### Objectif 1
Veuillez compter les lignes de la liste où figure le mot « dirt », puis donner seulement ce nombre.

### Texte à lire
──────

Sur la platine d’Extraa

Extraa est né en 2019 de cinq années d’amitié entre Antoine et Alix (d’où le double « a »), deux musiciens français déjà aguerris. Accompagnés de Pedro (basse) et Thomas (guitare), ils sortent en 2020 un premier album, “Baked”, sur le valeureux label Requiem pour un Twister. Son successeur est arrivé en novembre sous le titre “Out of Phase”. On y retrouve une indie pop de belle facture, variée, aux mélodies fortes et aux sons très organiques, empreinte à la fois de vigueur et de mélancolie.
Chaque morceau est finement ciselé (avec notamment l’apport de cordes, déjà présentes sur le disque précédent), tout en dégageant une impression de spontanéité, à la façon des derniers Beatles qui semblent être une référence ici. L’usage de l’anglais y apparaît comme un choix logique, même si une reprise de “Quand la ville dort” de Niagara s’est glissée parmi les dix morceaux. On pense souvent aux années 90, aussi bien du coté de la Britpop que du rock alternatif américain (Breeders, Eels, Pavement…), et Alix revient également sur certains titres à ses débuts plus folk sous l’alias Melody Says. La sélection que le groupe nous a livrée confirme ces impressions, tout en ouvrant vers d’autres genres. A découvrir ci-dessous.


Blur – No Distance Left to Run 

Antoine : « Sans doute la chanson de rupture la plus juste et tristement fataliste jamais écrite. Peu de gens le savent, mais la relation Justine Frischmann (leadeuse de feu Elastica) / Damon Albarn a inspiré aux deux stars de la Britpop des chansons d’amour phares de leur discographie, parfois un peu dark : “Beetlebum”, “Tender”, “Stutter” et “No Distance Left to Run”, entre autres. Ce dernier titre, c’est l’incursion parfaite du réel qui nous broie dans l’écriture musicale, loin des clichés mielleux et sans inspiration des poncifs de la pop moderne, car quitte à ce que la radio nous bassine H24 les oreilles avec des chansons d’amour, autant que celles-ci soient écrites avec un minimum de talent et de sincérité. »

──────

### Données fournies
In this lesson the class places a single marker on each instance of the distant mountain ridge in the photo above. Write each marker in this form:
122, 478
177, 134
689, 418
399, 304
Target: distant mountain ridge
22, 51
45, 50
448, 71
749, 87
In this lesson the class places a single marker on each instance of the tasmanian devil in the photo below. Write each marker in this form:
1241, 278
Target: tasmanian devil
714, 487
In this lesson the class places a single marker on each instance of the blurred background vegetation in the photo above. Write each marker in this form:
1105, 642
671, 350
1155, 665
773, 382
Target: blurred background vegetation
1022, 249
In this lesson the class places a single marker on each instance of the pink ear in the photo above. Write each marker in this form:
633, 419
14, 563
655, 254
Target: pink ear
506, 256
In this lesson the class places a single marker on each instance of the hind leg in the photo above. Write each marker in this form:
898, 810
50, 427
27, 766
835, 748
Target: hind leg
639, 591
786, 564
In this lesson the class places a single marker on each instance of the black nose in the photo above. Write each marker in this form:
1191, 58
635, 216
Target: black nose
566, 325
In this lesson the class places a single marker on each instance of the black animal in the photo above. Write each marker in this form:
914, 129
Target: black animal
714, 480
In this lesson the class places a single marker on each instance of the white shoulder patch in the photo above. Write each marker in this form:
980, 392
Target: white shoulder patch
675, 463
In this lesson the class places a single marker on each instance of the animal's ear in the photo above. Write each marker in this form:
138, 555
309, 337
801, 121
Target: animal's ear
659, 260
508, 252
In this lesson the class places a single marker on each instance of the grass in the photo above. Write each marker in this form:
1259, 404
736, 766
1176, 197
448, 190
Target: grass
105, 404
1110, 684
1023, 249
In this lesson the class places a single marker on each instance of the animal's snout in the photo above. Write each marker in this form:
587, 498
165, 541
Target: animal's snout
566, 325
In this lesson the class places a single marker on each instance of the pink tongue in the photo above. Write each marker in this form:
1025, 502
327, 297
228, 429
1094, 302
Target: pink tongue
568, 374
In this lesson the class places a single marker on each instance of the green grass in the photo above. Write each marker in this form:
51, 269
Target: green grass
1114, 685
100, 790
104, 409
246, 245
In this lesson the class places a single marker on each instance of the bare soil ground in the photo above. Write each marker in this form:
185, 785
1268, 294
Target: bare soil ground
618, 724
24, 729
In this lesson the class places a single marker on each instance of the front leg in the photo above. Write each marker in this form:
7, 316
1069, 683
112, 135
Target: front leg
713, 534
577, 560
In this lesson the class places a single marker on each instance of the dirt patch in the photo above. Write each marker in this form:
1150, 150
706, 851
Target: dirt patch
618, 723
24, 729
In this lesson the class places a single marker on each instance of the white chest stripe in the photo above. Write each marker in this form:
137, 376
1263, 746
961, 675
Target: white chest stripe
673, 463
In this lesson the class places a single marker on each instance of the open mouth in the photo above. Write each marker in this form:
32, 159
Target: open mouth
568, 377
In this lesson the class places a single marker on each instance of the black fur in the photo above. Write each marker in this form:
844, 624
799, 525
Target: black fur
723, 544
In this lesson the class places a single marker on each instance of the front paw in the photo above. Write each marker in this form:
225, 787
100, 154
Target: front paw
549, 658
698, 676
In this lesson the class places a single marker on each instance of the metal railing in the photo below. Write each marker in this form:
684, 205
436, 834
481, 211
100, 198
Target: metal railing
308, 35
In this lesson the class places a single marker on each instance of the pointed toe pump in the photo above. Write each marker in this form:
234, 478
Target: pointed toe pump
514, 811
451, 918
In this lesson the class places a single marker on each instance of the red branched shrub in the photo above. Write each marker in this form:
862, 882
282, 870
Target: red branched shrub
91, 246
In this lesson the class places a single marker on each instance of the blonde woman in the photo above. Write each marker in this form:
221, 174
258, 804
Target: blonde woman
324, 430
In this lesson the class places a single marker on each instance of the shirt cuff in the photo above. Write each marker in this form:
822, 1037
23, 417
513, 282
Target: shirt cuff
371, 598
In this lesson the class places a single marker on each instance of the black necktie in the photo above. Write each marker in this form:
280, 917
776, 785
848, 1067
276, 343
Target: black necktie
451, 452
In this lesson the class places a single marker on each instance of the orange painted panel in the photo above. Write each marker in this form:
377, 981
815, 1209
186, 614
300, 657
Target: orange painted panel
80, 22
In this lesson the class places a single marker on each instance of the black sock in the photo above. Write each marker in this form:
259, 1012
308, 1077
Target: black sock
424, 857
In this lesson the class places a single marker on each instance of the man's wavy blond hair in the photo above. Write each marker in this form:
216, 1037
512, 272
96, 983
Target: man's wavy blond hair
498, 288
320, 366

──────

### Objectif 2
Traduisez en anglais cette phrase du texte sur Extraa : « L’usage de l’anglais y apparaît comme un choix logique, même si une reprise de “Quand la ville dort” de Niagara s’est glissée parmi les dix morceaux. »

### Corrigé détaillé 1
2

### Corrigé détaillé 2
The use of English comes across here as a logical choice, even though a cover of Niagara's "Quand la ville dort" slipped in among the ten tracks.